**TEXT SEGMENT:**
But I was not: I was at work.
I should have learnt my lesson two years earlier when South Africa visited the Basin in March 2012. Sensing that our brittle batting line-up of the time was unlikely to last long against Philander, Steyn and Morkel, I picked the scheduled fifth day to make a short trip to Auckland. I ended up missing one of the gutsiest match-saving hundreds ever played at the ground.
For 328 minutes Kane Williamson’s body was pummelled like a steak on a chopping block. And his mind put through a mincer for good measure: 102 not out off 228 balls, dropped four times, struck on the body several times. It was probably one of the ugliest hundreds going around. But it was also a critical marker for the immediate future of New Zealand cricket. Some batsmen have genuine talent, others great courage, some dogged tenacity, enormous patience or sound judgement. But the great batsmen have all of these qualities, and Kane Williamson signalled that day that greatness lay just around the corner.

**INPUT DATA:**
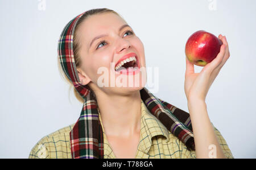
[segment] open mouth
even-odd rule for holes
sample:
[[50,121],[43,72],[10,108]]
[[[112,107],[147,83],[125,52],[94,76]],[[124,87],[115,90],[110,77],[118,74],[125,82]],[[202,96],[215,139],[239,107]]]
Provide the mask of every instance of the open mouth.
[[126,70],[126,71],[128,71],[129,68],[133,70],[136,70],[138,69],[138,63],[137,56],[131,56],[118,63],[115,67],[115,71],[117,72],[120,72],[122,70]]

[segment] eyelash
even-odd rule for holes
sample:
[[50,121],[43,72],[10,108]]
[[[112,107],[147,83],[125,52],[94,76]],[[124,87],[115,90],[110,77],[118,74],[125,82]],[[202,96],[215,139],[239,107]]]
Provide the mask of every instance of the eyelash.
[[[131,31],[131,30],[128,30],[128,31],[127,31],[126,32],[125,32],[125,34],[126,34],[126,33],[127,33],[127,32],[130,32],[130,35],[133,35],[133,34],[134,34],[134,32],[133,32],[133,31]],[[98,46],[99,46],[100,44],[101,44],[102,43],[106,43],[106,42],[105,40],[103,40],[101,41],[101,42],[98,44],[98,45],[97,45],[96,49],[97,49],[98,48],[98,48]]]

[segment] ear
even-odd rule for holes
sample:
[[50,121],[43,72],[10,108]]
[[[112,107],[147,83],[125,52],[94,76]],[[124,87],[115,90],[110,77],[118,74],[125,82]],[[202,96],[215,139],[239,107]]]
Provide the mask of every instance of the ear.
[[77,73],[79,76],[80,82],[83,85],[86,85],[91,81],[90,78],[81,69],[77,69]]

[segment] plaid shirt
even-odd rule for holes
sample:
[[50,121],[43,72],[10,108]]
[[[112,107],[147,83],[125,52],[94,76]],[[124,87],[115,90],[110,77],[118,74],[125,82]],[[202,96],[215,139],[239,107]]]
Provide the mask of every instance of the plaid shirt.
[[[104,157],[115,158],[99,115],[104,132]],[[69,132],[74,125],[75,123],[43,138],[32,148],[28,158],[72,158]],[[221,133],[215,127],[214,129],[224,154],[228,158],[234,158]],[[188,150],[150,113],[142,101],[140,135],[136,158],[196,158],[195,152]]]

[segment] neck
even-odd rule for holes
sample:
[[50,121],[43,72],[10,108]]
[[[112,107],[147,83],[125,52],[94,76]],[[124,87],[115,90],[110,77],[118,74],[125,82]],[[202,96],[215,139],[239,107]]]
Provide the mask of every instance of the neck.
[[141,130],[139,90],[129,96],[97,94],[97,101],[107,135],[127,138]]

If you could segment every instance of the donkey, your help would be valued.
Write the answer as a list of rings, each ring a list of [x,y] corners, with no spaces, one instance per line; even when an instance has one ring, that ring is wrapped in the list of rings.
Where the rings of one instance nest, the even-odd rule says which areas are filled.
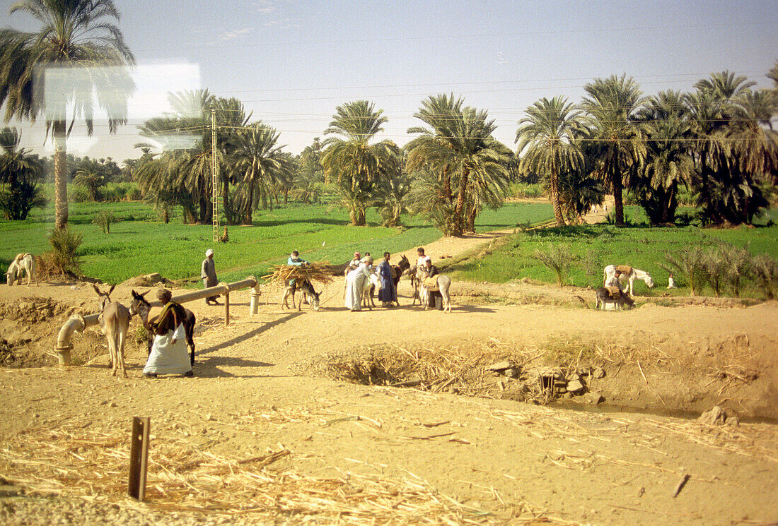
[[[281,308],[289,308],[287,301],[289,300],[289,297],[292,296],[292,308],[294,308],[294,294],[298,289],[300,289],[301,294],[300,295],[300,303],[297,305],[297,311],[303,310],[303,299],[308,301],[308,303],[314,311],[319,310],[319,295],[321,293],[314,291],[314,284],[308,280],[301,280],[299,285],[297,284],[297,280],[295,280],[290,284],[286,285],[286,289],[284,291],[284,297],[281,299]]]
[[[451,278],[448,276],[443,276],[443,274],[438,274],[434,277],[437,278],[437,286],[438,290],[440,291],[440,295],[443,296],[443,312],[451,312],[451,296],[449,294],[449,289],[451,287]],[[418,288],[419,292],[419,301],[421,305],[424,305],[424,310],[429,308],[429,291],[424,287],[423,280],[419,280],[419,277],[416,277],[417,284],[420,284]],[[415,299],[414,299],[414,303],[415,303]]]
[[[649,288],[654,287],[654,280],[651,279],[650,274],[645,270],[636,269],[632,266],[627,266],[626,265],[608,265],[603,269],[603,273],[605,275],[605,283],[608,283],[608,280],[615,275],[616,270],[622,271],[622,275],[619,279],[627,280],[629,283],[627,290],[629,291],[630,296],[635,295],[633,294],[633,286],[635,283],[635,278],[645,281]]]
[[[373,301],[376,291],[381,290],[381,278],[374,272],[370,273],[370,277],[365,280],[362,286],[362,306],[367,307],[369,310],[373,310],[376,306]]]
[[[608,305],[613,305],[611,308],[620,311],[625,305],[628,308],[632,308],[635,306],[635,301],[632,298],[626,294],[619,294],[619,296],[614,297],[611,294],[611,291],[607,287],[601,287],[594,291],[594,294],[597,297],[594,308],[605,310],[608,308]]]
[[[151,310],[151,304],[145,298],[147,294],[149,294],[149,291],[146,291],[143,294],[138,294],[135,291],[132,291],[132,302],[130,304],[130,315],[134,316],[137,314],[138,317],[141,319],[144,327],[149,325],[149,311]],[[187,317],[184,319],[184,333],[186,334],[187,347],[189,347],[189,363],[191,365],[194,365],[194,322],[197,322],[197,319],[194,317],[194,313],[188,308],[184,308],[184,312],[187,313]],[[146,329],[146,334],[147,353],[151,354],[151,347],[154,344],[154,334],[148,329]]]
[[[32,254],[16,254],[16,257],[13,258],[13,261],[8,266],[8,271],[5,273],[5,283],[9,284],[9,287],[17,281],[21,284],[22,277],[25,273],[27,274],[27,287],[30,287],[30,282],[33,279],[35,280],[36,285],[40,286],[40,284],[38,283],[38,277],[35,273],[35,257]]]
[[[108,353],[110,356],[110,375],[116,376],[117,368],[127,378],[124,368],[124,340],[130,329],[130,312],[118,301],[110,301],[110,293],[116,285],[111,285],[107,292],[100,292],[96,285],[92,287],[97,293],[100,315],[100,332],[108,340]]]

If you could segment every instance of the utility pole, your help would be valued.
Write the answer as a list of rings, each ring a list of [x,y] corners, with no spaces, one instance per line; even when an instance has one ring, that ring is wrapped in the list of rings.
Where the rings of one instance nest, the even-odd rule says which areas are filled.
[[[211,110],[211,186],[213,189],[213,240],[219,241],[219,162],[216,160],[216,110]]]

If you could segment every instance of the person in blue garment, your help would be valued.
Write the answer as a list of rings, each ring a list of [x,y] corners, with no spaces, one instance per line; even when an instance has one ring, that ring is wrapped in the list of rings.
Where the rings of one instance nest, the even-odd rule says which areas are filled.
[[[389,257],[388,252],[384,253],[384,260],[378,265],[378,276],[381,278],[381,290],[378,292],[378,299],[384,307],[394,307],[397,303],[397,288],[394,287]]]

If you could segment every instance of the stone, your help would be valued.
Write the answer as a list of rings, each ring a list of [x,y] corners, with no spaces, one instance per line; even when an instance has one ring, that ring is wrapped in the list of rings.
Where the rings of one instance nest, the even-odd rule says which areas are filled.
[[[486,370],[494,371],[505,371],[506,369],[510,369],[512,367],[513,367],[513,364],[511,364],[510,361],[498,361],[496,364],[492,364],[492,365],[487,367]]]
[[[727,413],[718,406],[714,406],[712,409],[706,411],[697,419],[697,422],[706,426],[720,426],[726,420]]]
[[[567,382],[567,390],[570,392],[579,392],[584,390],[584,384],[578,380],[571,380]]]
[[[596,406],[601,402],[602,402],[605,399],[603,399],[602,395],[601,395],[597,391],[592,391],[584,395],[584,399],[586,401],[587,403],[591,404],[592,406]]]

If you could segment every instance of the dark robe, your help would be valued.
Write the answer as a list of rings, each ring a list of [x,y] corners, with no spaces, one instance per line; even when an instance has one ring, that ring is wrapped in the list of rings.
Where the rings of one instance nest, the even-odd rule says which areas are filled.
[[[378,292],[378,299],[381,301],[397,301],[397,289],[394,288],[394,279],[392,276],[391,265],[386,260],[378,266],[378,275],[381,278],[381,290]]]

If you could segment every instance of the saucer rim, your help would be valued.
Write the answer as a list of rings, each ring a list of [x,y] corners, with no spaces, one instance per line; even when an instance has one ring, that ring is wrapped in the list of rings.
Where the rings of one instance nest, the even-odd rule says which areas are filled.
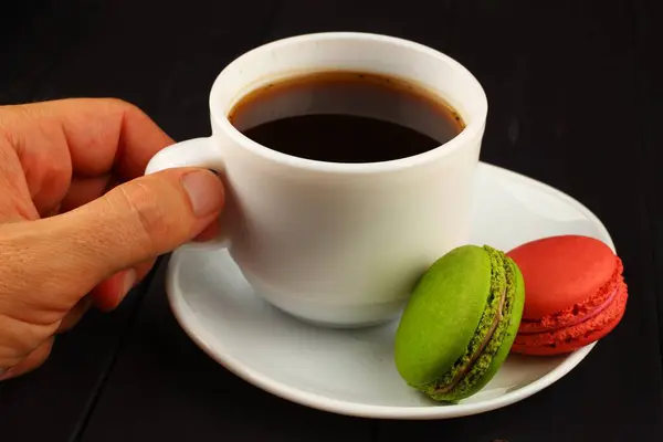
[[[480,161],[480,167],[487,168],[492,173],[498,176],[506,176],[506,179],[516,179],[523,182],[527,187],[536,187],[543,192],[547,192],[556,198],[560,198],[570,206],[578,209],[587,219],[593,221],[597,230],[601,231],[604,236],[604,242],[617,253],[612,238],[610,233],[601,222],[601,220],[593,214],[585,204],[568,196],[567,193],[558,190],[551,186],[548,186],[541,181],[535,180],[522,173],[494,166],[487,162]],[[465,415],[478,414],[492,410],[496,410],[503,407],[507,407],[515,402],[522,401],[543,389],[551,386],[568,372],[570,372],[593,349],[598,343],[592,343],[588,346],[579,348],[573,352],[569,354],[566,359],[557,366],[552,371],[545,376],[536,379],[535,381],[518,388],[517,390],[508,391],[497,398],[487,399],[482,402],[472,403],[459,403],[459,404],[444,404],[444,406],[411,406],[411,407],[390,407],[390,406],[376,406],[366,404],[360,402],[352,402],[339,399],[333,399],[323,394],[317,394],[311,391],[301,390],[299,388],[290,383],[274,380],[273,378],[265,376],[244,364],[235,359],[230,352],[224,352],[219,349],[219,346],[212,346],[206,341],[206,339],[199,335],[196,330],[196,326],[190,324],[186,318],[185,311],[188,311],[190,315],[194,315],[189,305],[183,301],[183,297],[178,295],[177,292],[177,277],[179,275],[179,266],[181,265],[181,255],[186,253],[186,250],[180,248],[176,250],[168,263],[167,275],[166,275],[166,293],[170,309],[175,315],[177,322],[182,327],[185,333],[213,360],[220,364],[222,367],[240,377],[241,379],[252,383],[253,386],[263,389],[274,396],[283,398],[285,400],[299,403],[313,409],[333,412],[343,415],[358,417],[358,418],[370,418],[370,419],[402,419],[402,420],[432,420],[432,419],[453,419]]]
...
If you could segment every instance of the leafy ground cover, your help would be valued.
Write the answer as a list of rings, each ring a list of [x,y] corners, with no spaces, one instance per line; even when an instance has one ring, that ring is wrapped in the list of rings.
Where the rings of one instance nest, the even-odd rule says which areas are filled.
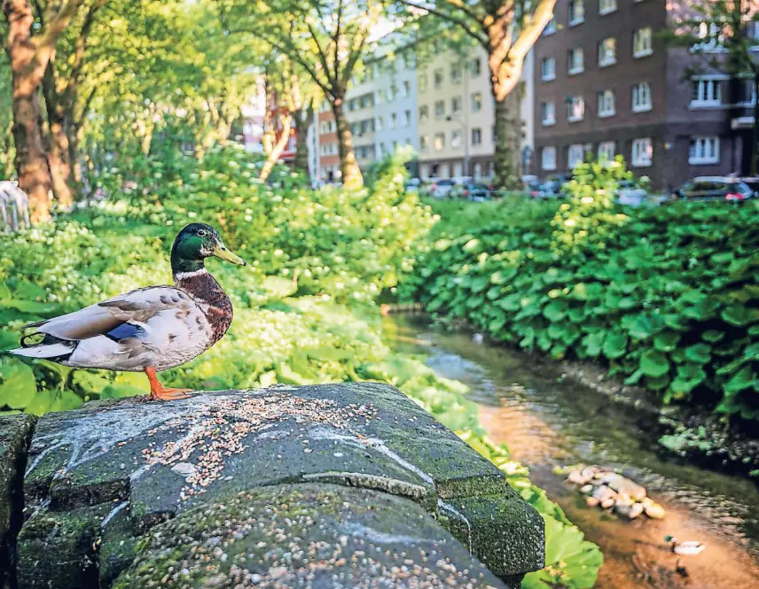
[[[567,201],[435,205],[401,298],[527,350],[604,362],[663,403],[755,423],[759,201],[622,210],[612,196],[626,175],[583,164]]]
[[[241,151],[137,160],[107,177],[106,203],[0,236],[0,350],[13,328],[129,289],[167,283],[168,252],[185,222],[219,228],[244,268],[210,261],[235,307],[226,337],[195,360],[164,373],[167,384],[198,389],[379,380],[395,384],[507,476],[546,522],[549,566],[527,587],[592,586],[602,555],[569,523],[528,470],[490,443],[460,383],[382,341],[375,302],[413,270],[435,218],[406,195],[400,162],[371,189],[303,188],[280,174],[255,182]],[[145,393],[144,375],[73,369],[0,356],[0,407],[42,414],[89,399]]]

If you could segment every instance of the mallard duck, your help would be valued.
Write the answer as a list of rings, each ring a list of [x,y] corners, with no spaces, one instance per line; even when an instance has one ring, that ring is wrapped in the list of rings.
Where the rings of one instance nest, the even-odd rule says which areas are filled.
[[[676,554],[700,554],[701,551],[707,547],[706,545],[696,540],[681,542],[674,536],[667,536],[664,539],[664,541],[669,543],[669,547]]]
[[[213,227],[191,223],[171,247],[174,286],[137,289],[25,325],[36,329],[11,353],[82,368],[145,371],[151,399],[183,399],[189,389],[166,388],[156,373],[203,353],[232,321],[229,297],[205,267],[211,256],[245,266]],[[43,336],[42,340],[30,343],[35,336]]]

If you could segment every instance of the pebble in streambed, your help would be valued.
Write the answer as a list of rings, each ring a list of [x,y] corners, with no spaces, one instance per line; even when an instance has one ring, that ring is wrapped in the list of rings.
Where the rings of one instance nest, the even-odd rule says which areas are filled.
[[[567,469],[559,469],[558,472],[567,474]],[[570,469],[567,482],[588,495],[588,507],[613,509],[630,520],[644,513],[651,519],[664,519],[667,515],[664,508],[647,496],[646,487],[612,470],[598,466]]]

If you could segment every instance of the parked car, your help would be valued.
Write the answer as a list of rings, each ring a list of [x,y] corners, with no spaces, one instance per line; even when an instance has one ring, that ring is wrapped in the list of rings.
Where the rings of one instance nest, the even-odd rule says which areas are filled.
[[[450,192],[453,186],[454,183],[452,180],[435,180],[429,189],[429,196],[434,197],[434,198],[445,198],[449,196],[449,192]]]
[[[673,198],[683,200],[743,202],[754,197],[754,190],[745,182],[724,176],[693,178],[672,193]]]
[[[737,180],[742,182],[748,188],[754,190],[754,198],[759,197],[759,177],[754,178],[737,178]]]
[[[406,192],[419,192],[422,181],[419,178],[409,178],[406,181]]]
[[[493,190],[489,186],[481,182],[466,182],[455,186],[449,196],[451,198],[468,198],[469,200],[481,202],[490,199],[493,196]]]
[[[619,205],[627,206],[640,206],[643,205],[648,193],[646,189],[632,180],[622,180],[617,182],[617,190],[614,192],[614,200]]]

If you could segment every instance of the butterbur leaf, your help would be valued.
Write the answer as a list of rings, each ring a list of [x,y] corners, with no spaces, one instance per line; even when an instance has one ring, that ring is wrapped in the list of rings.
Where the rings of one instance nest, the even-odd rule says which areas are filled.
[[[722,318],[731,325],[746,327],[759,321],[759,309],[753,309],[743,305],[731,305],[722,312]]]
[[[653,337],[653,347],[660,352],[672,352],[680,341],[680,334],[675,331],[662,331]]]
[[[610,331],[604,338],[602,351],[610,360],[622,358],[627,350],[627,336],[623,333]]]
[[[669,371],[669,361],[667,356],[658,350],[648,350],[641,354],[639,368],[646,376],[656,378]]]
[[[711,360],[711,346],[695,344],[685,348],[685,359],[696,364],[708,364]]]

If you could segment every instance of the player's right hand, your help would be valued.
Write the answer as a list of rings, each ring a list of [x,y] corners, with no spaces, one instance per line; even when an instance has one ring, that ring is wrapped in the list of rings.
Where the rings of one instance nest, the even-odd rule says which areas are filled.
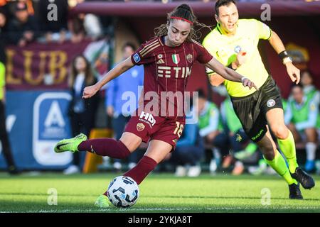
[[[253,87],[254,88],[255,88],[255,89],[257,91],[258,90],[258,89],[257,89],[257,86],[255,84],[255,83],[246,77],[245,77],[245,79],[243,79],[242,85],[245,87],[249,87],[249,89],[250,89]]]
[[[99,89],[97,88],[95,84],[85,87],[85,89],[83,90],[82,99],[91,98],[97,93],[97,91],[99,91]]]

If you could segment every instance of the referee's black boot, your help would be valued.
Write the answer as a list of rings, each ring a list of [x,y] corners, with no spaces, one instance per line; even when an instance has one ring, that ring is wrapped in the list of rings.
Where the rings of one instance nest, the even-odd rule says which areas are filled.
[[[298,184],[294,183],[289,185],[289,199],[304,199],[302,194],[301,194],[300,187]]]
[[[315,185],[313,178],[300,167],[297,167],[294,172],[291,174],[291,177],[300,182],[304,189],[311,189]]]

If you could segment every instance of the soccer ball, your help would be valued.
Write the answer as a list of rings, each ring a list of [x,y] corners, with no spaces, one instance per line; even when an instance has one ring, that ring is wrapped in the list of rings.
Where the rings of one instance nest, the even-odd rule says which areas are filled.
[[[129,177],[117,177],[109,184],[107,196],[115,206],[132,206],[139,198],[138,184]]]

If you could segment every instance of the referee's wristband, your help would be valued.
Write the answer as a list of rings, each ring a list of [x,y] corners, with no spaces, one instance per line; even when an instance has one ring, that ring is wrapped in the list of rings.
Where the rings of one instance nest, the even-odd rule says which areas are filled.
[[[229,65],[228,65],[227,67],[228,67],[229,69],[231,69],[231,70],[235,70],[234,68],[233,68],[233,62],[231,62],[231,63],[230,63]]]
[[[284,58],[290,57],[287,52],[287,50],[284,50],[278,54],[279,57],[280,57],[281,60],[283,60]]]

**WORK ORDER:** Please reproduce the part of the cricket passage above that opens with the words "I should have" and closes with "at the ground.", keeping every word and punctuation mark the same.

**REPLY:**
I should have learnt my lesson two years earlier when South Africa visited the Basin in March 2012. Sensing that our brittle batting line-up of the time was unlikely to last long against Philander, Steyn and Morkel, I picked the scheduled fifth day to make a short trip to Auckland. I ended up missing one of the gutsiest match-saving hundreds ever played at the ground.